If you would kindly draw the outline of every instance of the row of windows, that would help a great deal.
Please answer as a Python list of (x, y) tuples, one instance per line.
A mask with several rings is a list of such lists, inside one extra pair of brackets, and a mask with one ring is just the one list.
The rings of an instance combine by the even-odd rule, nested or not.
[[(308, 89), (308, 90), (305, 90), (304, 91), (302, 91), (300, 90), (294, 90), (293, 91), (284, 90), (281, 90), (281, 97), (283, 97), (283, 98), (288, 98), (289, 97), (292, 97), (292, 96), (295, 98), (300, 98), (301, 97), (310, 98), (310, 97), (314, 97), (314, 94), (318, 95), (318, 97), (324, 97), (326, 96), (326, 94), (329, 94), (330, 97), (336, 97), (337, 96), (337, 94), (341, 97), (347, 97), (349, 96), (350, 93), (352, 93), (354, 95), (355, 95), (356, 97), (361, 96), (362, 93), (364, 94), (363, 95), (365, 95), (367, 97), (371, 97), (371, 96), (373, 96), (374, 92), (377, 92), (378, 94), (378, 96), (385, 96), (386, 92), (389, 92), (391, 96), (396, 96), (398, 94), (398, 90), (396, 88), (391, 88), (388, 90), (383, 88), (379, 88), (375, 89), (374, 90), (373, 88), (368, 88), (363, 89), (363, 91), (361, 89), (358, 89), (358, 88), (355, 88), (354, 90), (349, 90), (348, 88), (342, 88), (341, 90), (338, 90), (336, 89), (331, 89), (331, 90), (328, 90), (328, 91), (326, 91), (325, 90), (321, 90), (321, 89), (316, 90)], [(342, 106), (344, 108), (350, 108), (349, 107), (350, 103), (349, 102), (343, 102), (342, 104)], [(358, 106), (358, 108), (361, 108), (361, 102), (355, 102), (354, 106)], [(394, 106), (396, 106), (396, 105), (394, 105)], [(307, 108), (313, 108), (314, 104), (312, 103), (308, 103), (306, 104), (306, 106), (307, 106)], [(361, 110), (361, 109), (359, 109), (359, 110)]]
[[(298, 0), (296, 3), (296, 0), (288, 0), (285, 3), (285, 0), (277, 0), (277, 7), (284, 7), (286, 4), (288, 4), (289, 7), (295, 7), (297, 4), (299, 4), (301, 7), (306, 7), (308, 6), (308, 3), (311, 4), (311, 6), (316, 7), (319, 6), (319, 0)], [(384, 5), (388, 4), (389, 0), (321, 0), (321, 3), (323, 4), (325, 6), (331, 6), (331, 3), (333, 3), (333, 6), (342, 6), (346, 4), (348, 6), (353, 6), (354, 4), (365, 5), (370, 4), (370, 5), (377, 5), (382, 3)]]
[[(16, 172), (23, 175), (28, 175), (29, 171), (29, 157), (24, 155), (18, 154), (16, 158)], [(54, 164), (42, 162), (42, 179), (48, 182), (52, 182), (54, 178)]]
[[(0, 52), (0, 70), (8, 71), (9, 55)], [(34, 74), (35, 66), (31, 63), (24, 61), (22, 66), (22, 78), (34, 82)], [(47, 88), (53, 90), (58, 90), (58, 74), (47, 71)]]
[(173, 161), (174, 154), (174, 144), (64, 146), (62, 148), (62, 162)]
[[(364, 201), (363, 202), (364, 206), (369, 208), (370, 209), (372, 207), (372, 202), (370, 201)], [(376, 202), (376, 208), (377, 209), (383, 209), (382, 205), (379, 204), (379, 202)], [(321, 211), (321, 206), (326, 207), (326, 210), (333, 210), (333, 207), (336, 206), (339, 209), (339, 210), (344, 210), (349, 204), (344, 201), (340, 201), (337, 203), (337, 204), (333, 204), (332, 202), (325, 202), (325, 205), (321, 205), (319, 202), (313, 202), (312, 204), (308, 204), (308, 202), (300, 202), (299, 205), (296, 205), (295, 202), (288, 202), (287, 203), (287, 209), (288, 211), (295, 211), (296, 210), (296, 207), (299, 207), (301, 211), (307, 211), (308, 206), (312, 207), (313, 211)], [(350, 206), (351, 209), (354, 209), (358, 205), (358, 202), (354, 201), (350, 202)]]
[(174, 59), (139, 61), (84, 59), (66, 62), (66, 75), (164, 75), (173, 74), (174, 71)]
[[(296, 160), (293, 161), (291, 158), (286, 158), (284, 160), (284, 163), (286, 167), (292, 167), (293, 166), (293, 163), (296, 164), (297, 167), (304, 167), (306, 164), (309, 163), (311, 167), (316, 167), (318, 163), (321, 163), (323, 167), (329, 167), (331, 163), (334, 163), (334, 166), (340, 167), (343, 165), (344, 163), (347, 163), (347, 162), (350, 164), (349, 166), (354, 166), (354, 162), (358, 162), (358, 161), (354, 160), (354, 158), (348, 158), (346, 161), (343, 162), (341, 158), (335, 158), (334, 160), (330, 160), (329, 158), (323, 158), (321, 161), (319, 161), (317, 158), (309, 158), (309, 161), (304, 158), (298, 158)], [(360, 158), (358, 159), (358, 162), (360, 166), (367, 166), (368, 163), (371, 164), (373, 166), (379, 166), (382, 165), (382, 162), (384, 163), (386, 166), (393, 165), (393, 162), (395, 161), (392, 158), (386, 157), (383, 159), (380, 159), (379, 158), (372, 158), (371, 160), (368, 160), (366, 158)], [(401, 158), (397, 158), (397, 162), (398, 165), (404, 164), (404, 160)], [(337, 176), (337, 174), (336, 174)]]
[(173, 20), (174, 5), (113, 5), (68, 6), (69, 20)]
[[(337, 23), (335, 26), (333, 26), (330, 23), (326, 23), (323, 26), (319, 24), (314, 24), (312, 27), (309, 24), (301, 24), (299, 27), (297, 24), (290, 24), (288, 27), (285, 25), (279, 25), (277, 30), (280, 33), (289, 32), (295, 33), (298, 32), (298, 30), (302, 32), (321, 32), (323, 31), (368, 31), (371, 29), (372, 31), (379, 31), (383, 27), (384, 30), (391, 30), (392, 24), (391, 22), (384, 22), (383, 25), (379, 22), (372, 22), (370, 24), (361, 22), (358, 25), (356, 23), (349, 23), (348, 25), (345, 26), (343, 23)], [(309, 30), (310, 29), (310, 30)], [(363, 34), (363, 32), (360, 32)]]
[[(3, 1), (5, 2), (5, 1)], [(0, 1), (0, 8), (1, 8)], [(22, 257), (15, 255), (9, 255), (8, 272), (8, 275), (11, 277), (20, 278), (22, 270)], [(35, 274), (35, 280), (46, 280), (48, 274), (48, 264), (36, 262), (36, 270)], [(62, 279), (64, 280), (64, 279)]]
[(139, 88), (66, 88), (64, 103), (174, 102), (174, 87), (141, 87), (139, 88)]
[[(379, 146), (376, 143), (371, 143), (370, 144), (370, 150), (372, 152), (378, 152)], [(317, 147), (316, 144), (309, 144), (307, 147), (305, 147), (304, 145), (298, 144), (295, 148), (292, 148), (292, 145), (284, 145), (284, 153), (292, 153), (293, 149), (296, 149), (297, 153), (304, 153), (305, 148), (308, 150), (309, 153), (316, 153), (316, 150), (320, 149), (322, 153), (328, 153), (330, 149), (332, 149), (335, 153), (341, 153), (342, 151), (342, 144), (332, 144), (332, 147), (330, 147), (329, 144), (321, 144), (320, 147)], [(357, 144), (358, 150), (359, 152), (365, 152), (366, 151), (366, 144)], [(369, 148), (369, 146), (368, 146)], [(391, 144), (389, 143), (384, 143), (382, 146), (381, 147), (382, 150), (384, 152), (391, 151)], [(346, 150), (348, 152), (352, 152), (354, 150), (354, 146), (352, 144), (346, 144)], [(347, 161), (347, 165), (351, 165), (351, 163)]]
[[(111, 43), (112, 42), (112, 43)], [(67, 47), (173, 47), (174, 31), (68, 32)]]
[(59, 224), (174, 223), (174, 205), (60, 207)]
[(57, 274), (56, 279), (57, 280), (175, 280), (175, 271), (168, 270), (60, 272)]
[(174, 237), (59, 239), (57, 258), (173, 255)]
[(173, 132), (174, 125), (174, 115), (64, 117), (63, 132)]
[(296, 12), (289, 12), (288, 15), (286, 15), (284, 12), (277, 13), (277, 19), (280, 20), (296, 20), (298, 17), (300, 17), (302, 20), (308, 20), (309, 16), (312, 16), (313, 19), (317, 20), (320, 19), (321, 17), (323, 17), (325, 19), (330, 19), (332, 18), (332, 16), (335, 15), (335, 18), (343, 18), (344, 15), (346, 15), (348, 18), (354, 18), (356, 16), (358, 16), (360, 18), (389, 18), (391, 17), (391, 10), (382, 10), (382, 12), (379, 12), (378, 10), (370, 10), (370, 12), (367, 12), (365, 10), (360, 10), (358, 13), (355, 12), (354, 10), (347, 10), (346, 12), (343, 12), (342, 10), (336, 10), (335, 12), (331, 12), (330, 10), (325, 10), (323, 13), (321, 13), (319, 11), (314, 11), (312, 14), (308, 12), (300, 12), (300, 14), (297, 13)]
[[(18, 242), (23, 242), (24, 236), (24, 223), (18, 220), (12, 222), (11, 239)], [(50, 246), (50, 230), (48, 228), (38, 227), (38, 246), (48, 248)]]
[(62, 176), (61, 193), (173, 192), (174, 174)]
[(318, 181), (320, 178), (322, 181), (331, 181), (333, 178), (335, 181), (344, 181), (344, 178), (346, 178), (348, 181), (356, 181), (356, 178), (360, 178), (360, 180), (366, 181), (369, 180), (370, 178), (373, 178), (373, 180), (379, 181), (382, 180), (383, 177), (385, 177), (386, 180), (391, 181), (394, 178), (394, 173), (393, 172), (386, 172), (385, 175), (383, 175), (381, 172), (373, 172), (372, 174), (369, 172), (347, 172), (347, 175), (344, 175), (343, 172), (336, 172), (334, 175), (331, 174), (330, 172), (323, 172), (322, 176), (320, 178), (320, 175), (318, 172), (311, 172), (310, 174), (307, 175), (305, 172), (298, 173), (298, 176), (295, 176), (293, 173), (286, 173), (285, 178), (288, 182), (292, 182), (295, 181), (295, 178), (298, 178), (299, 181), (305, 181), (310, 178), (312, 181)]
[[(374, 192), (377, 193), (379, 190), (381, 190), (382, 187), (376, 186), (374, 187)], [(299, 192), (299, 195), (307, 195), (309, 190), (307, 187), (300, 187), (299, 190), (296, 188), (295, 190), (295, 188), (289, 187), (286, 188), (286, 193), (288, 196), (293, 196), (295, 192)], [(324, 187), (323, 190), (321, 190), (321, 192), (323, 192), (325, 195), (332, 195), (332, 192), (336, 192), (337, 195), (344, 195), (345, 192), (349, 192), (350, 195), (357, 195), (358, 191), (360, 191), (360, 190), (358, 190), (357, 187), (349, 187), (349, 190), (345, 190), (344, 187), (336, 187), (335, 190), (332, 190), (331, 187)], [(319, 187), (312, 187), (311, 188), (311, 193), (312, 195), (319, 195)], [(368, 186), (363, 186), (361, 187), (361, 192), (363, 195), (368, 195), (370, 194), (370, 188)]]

* * *

# Stated goal:
Output the lines from the start of the items through the line containing "The rings of", inclusive, as a JSON list of strings with one string per line and blank lines omitted.

# Response below:
[
  "If you would kindly draw the outline of every instance of the row of windows, that would help a great deal.",
  "Please answer as a Python list of (x, y) tuples, one instance per line.",
  "A mask with several rings is a list of such lists, inside one extra pair of brackets, and a mask with one ring is just the one list.",
  "The rings of an instance combine by the even-odd rule, nested or not."
]